### YOUR TASK
How many lines in these records hold the string "segment"? Reply with the number alone.

### Stored items
=== Begin Enclosure ===

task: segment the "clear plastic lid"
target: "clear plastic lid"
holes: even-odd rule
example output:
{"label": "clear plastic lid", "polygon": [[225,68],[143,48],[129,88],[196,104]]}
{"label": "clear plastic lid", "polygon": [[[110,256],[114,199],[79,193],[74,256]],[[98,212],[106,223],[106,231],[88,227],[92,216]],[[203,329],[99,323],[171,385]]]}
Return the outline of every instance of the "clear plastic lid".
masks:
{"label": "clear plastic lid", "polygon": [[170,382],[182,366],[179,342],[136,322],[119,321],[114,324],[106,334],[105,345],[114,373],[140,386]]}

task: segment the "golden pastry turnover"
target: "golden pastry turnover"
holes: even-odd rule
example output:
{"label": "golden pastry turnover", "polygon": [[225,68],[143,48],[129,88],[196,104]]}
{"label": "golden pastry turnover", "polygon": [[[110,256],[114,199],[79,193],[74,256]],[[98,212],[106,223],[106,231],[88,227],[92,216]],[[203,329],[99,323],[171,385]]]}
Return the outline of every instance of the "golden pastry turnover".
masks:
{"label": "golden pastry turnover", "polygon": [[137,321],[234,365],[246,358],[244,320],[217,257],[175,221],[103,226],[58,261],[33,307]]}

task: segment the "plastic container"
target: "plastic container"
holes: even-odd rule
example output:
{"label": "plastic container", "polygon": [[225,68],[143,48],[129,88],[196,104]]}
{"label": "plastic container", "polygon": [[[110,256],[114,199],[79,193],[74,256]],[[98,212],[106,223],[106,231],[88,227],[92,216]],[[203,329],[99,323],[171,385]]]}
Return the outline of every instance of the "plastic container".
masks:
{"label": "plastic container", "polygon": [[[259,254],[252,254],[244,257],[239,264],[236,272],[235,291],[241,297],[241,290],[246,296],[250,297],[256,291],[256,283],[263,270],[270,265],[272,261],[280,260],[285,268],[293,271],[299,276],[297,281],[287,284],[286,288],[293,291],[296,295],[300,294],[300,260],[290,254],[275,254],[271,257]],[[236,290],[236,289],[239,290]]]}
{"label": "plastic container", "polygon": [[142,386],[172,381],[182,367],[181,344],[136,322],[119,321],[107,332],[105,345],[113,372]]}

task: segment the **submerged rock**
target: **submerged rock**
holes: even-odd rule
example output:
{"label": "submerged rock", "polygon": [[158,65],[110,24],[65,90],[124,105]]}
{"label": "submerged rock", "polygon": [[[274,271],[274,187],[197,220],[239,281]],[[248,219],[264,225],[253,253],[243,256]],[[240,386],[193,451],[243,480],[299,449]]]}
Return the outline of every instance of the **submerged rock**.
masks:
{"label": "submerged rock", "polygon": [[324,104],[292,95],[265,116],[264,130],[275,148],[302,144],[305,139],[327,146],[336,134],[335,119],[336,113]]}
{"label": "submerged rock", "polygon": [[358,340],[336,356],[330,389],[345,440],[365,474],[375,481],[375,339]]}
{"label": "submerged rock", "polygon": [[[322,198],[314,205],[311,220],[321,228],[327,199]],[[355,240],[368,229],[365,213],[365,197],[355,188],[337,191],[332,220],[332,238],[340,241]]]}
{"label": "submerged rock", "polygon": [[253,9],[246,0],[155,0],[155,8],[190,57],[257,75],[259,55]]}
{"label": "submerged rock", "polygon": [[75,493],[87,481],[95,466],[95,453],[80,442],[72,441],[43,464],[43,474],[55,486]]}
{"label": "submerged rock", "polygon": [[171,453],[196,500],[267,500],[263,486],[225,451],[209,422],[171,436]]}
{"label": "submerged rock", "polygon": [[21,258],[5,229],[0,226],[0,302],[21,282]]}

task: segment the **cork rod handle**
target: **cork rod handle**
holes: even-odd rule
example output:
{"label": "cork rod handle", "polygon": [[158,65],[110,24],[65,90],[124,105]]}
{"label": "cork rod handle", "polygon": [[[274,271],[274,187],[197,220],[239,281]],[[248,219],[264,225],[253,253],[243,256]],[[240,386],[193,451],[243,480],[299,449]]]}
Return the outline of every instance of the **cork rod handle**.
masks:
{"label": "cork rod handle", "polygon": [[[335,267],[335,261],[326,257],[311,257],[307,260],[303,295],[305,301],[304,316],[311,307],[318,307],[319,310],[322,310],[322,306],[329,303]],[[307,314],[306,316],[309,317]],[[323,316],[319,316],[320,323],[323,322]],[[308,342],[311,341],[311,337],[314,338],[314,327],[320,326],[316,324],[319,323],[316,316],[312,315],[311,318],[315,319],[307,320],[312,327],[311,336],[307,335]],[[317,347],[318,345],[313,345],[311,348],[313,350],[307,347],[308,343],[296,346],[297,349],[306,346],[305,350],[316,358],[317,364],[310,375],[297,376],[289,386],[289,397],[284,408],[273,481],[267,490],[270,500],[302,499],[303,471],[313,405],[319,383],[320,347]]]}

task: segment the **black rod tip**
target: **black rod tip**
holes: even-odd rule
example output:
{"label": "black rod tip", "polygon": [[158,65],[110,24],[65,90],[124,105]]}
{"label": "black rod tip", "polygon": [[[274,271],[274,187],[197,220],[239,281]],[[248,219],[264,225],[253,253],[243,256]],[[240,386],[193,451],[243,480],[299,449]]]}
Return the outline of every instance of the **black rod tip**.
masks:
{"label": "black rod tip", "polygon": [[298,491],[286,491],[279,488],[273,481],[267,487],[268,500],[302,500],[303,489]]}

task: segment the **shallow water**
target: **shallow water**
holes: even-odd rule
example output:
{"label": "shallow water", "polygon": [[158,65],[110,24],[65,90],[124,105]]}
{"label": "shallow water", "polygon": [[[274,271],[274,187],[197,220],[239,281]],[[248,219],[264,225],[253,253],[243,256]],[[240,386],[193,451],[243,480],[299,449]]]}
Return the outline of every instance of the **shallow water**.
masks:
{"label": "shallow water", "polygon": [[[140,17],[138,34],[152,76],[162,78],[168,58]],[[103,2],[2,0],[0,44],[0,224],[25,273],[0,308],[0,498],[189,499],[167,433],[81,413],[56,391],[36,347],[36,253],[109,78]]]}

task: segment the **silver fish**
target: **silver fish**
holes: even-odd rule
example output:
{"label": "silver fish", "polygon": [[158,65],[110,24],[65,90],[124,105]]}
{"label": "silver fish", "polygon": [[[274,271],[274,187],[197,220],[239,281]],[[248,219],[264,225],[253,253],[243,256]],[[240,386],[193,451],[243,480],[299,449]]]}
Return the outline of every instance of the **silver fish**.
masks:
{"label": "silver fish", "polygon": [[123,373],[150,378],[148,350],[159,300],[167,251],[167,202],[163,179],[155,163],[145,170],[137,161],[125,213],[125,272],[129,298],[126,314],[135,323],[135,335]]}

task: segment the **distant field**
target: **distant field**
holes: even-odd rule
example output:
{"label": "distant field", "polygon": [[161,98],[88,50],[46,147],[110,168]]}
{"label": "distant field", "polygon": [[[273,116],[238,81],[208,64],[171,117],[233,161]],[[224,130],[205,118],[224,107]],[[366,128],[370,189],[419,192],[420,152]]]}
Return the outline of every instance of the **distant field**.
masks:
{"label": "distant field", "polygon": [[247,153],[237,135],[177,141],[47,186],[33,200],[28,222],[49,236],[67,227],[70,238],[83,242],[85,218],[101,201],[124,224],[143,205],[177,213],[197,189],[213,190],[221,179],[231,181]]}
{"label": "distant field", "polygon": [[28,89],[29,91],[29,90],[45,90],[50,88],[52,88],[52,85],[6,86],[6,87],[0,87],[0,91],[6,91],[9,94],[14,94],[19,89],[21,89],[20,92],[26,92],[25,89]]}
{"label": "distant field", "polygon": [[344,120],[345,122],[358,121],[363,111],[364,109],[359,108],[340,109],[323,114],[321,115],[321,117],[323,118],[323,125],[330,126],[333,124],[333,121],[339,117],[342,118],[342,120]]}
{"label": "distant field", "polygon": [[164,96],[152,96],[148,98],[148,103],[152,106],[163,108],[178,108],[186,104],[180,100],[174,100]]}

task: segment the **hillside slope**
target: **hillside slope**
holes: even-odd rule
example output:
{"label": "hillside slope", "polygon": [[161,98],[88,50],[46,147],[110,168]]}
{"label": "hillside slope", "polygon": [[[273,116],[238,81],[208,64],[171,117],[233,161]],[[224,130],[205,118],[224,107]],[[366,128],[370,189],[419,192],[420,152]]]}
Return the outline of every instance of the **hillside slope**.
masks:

=== End Enclosure ===

### ANSWER TO THIS PROBLEM
10